- **INSTRUCTIONS FOR THE TASK**:
Your task is to transcribe the data in full.
----
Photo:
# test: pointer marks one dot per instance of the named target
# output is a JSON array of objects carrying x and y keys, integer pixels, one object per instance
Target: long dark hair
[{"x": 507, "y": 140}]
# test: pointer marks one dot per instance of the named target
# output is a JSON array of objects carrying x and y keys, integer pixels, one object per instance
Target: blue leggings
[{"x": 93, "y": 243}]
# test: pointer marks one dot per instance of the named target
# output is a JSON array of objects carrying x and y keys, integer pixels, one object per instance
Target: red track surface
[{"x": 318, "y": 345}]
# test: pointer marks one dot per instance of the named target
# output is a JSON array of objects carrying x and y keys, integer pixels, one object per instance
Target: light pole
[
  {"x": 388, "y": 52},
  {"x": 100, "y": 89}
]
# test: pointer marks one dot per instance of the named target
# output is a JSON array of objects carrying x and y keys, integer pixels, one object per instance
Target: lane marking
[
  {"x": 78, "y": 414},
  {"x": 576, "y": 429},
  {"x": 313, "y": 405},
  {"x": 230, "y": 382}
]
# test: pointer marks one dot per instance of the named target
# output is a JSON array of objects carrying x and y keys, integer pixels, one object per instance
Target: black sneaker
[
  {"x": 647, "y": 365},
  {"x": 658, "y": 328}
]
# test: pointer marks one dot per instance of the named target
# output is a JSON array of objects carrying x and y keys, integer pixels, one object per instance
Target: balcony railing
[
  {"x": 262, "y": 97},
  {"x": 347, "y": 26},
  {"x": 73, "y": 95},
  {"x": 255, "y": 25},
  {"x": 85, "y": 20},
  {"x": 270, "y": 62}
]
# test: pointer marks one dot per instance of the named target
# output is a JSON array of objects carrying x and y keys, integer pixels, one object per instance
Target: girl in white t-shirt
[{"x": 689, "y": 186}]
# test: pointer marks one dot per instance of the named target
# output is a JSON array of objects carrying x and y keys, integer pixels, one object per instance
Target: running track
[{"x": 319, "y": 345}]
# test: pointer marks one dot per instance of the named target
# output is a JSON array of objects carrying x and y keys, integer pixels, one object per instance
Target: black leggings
----
- **EXERCISE RESPONSE**:
Photo:
# test: pointer marks one dot per instance of the named target
# output is a JSON array of objects carrying x and y keys, integer pixels, one object per instance
Target: long dark hair
[{"x": 507, "y": 140}]
# test: pointer marks one dot per instance of the named target
# output is a JSON array of objects carrying x and y keys, integer pixels, one object per instance
Target: blue leggings
[{"x": 93, "y": 243}]
# test: pointer marks one dot per instance of the named target
# output is a JSON array of objects carrying x and y keys, integer pixels, one object per instance
Target: red track surface
[{"x": 318, "y": 345}]
# test: pointer marks one dot per instance of the named target
# output is a JSON array of objects carrying x and y keys, integer pixels, one object per instance
Target: light pole
[
  {"x": 388, "y": 52},
  {"x": 100, "y": 89}
]
# test: pointer marks one dot per instance of the named target
# output is a JSON array of objects carrying x and y keys, integer pixels, one object per instance
Target: lane marking
[
  {"x": 78, "y": 414},
  {"x": 576, "y": 429},
  {"x": 313, "y": 405},
  {"x": 230, "y": 382}
]
# test: pointer marks one dot per instance of the named target
# output is a JSON array of objects carrying x and y keys, integer pixels, one object per instance
Target: black sneaker
[
  {"x": 647, "y": 365},
  {"x": 658, "y": 328}
]
# test: pointer marks one dot per instance of the named target
# output is a JSON array of objects carrying x and y keys, integer pixels, one object per instance
Target: balcony railing
[
  {"x": 262, "y": 97},
  {"x": 347, "y": 26},
  {"x": 73, "y": 95},
  {"x": 255, "y": 25},
  {"x": 85, "y": 20},
  {"x": 270, "y": 62}
]
# test: pointer marks one dot per instance of the named target
# output is a JSON array of objects carrying x and y keys, integer pixels, one object per instance
Target: girl in white t-shirt
[{"x": 689, "y": 186}]
# test: pointer marks one dot per instance of the named target
# output is a JSON array of objects carrying x and y keys, integer pixels, one object per instance
Target: running track
[{"x": 319, "y": 345}]
# test: pointer marks one dot per instance of the named target
# output is a JSON array of objects carrying x and y keys, integer pixels, one object per instance
Target: black leggings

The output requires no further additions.